╔══

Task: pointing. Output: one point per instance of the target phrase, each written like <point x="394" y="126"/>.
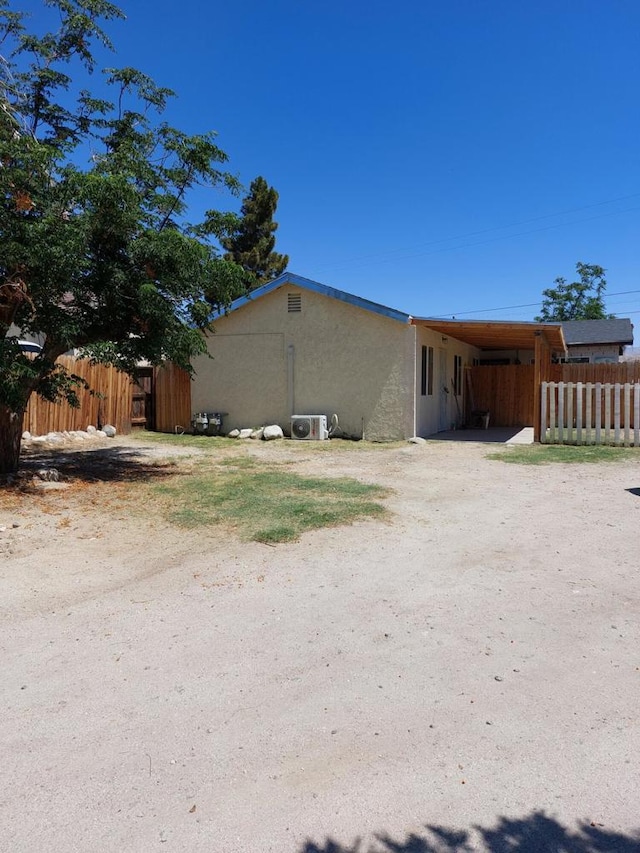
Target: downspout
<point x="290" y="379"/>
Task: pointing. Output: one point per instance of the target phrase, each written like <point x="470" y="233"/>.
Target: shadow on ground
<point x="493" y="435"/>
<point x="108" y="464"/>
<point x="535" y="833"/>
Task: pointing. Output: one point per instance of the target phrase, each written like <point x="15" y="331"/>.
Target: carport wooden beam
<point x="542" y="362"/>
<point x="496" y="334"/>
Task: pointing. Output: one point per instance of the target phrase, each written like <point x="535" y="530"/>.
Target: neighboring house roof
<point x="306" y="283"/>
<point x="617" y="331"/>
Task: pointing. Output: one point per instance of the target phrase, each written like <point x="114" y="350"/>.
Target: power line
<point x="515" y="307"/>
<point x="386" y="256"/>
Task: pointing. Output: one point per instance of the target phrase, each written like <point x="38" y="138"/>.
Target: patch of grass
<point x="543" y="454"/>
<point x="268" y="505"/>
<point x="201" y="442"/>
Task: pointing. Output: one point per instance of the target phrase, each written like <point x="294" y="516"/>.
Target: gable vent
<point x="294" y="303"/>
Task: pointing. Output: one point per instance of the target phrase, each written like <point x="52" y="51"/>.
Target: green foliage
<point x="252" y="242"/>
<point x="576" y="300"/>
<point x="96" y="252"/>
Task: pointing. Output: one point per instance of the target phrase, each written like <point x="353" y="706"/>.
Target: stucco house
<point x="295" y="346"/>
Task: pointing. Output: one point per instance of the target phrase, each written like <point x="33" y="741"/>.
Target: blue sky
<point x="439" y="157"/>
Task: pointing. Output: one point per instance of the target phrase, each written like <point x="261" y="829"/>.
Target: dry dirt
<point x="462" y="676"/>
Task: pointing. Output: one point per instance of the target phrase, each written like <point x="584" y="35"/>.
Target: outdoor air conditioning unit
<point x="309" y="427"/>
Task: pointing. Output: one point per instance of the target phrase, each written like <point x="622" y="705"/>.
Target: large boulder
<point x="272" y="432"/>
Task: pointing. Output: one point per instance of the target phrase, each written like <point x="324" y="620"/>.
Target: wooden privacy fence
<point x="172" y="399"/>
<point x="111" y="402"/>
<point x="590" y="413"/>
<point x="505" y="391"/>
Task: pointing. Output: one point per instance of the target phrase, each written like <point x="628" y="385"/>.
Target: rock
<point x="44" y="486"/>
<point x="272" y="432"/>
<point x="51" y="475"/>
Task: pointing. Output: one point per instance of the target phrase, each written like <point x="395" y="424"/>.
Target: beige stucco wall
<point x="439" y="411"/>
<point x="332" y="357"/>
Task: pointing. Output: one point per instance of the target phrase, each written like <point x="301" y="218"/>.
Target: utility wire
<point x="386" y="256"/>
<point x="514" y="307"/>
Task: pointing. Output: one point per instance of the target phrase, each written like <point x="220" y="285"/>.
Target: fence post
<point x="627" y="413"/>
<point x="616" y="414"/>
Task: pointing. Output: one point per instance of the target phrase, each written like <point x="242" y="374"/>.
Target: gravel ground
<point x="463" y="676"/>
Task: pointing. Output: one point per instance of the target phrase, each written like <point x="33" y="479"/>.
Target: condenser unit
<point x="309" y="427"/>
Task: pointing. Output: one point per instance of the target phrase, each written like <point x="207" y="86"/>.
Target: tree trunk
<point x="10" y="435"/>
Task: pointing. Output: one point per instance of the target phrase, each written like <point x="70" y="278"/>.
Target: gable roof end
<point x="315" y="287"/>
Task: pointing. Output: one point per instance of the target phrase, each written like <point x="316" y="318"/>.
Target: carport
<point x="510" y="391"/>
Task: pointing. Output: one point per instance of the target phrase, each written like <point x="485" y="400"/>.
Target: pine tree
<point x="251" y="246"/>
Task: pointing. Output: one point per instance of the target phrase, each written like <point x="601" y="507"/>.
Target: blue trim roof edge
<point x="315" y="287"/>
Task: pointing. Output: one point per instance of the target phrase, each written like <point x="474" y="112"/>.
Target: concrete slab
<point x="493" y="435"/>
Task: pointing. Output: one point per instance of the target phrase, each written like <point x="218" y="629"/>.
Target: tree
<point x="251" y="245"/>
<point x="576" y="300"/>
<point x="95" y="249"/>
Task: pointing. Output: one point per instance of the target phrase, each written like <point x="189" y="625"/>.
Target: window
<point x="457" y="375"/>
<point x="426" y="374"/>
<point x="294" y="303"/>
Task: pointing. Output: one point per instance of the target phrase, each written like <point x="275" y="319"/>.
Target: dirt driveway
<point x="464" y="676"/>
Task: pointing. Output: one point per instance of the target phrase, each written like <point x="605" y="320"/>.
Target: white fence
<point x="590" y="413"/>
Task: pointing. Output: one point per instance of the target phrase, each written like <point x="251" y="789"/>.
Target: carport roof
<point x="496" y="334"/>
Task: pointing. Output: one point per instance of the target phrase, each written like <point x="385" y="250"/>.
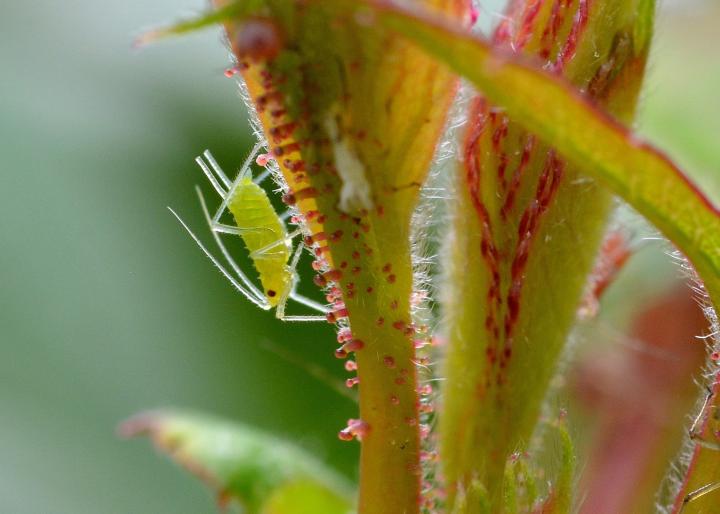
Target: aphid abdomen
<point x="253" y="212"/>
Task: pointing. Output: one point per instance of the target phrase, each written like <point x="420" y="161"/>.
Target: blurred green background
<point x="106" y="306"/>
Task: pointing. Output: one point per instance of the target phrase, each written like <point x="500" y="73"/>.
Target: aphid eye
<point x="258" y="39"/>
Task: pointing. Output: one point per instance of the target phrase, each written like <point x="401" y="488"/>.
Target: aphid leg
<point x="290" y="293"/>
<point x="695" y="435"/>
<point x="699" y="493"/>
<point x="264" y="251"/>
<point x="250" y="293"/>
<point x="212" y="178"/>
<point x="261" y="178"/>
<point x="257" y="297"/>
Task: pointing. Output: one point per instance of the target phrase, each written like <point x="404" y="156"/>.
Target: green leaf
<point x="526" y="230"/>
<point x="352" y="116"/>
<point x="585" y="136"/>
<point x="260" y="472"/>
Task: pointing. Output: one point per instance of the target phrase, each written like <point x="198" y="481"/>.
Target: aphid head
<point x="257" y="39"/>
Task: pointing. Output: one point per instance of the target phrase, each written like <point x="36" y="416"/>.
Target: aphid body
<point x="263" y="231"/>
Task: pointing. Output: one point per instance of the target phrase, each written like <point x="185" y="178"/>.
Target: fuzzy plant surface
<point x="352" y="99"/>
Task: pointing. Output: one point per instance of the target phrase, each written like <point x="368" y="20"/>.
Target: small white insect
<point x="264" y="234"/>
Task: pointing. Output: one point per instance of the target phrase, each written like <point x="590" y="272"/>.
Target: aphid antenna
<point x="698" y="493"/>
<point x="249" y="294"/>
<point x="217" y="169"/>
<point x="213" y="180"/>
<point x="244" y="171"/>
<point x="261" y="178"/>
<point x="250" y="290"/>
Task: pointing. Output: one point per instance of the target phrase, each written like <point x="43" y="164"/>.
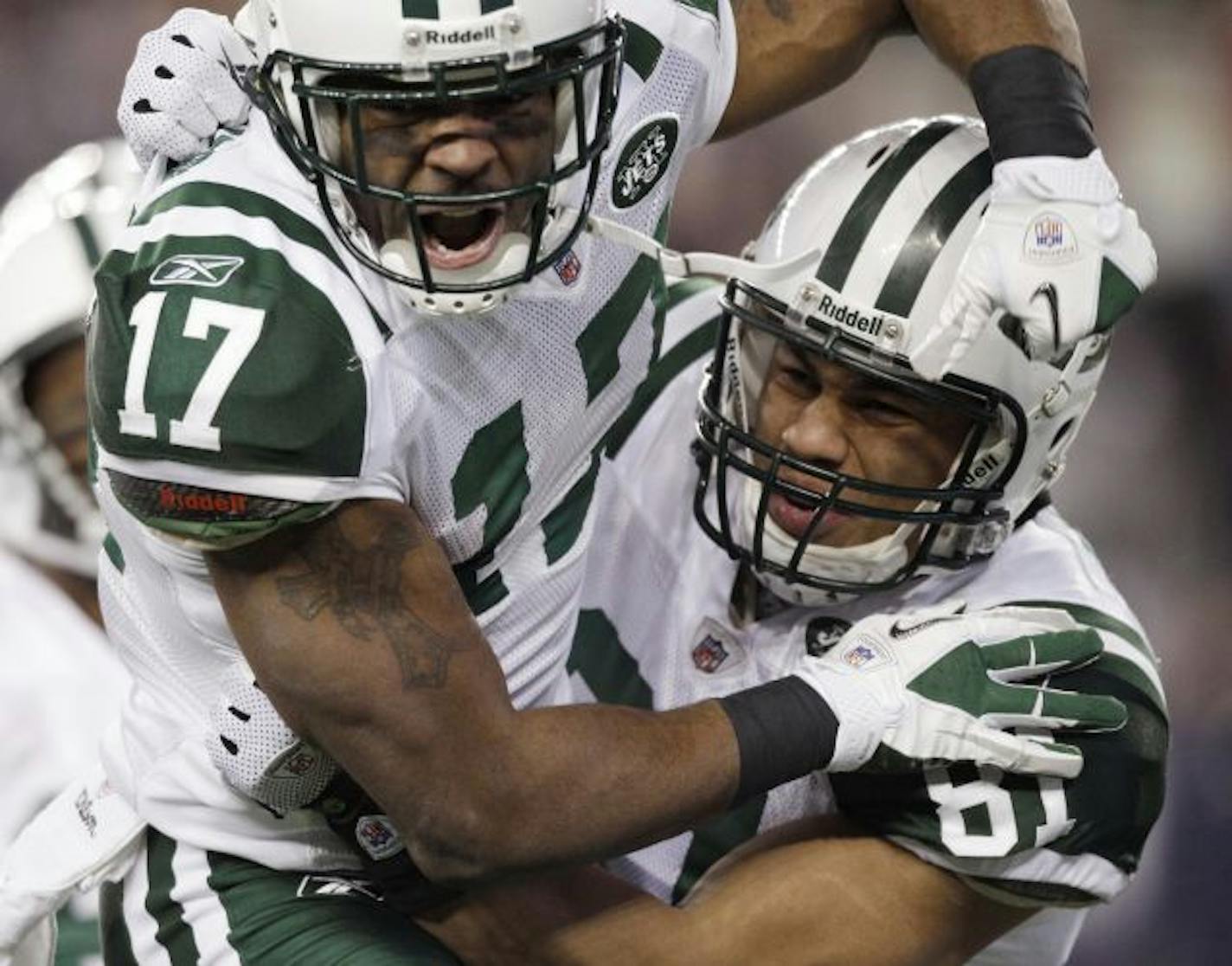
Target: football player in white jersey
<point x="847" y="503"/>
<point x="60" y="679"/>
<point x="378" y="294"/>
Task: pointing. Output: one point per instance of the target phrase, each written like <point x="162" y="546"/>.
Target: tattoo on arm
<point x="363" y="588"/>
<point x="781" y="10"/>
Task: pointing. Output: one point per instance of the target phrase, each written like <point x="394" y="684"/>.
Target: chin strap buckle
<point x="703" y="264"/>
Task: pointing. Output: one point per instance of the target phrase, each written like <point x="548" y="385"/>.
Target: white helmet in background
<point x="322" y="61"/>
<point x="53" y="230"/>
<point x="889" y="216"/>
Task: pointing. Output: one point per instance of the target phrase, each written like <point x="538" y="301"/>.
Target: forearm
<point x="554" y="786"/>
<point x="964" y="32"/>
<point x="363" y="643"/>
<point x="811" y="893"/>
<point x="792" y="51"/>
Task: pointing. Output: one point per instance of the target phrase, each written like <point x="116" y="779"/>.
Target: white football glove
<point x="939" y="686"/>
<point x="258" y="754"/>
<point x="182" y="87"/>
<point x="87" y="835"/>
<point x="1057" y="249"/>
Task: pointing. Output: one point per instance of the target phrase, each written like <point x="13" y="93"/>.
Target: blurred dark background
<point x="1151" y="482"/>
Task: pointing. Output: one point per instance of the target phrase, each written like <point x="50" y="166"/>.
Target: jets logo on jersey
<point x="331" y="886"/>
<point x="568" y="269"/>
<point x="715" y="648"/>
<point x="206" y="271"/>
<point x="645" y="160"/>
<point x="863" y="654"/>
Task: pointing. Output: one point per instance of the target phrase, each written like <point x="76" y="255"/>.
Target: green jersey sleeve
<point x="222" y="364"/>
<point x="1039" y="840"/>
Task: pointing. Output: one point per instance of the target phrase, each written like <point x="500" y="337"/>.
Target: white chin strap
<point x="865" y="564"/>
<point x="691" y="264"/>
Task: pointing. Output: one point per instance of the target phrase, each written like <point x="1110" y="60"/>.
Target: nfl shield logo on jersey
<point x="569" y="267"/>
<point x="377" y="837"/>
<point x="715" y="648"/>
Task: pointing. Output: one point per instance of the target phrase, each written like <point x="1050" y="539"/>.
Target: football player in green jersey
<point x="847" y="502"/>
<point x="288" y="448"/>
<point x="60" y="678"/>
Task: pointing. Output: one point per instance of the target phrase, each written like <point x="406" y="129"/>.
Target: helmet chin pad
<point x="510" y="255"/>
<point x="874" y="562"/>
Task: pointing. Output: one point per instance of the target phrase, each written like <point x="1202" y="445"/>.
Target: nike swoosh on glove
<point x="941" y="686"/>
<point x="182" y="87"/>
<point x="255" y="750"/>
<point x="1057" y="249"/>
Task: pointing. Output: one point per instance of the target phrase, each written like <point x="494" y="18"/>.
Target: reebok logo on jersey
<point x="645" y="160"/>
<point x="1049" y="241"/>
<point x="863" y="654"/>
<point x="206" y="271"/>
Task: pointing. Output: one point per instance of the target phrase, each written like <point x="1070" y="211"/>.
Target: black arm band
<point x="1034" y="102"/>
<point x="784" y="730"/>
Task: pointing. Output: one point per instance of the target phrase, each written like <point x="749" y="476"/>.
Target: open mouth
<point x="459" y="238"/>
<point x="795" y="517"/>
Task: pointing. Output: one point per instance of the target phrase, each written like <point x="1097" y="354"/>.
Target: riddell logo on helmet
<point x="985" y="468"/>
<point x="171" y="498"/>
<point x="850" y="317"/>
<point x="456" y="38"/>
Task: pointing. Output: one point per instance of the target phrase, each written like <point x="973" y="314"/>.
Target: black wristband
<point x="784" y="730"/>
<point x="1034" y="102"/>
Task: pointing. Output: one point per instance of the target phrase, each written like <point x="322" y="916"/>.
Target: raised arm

╚══

§ **Task statement**
Find every line in the entries above that contains the word "fence" and copy each one out in full.

§ **Written answer**
Target: wooden privacy fence
Target: fence post
Target: white fence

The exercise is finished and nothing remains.